* [Task objective]:
Repeat the records below word for word.

* [Information]:
....................

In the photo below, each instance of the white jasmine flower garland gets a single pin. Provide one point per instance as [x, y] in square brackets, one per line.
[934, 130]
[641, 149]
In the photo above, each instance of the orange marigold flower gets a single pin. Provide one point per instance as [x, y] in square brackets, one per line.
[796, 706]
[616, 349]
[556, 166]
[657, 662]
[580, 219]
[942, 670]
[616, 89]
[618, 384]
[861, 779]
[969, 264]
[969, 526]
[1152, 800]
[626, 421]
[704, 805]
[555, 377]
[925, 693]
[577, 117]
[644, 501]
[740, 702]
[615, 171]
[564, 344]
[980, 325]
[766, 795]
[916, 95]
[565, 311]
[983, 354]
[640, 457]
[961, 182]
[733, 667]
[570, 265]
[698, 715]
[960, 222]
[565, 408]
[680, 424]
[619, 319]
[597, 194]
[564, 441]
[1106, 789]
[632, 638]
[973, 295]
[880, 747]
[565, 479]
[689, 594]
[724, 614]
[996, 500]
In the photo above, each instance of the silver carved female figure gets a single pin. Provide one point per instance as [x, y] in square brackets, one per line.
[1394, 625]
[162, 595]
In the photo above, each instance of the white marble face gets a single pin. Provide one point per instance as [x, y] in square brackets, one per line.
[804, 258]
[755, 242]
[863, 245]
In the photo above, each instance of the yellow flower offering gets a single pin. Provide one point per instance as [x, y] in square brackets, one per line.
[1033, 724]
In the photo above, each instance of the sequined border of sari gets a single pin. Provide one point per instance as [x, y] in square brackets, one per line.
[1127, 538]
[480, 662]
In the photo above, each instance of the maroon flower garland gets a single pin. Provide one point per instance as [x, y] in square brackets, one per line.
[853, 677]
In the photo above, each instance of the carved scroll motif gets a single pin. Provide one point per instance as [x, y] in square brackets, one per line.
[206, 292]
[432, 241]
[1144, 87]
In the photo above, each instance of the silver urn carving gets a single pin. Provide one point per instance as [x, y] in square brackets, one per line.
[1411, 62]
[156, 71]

....................

* [Exercise solution]:
In the photo below, each instance of the white jasmine flower garland gets a single pin. Provide one point per instance as [x, y] in square brackets, one per line.
[934, 130]
[641, 149]
In the photo above, each instance of the orange marigold flower gets a single pin. Provide one point per instance as [x, y] in square brackets, one per line.
[796, 706]
[616, 349]
[556, 166]
[657, 662]
[580, 219]
[942, 670]
[616, 89]
[618, 384]
[861, 779]
[969, 264]
[969, 526]
[1152, 800]
[626, 421]
[704, 805]
[555, 377]
[925, 693]
[577, 117]
[644, 501]
[740, 702]
[615, 171]
[564, 344]
[980, 325]
[766, 795]
[916, 95]
[565, 311]
[983, 354]
[640, 457]
[961, 182]
[733, 667]
[570, 265]
[698, 715]
[960, 222]
[565, 408]
[680, 424]
[619, 319]
[597, 194]
[564, 441]
[1106, 789]
[632, 638]
[973, 295]
[880, 747]
[565, 479]
[689, 594]
[724, 614]
[996, 500]
In the photo above, each instance of the silver carved female figure gets a single pin. Provide one point per instance as [x, y] in square brackets, one per line.
[1394, 625]
[162, 595]
In the photo above, each instance of the white marble face gets a single pin. Provide one point per instance as [x, y] in square brackets, one per line.
[804, 258]
[755, 242]
[863, 245]
In the photo above, each instance of the yellow flower offering gets a single pin. Provide one point per instance as [x, y] in square brackets, one per line.
[1033, 724]
In the photo above, each instance of the sequined border of sari gets a single pin. Provide one point per instance as [x, y] in square brackets, one per line.
[1127, 538]
[480, 662]
In the photo above, each instance of the maroon flower garland gets a single pin. Provide one point per instance as [x, y] in square brackets, one per line.
[853, 677]
In the photo above, each instance of the carved scroll motif gets a single pin. Provide one point per instance as [x, y] in square brackets, one per line.
[206, 292]
[432, 241]
[1144, 87]
In the photo above, each instance of the silver urn carving gets a single pin. Provide one point per instance as [x, y] in square brackets, one per line.
[1411, 62]
[156, 71]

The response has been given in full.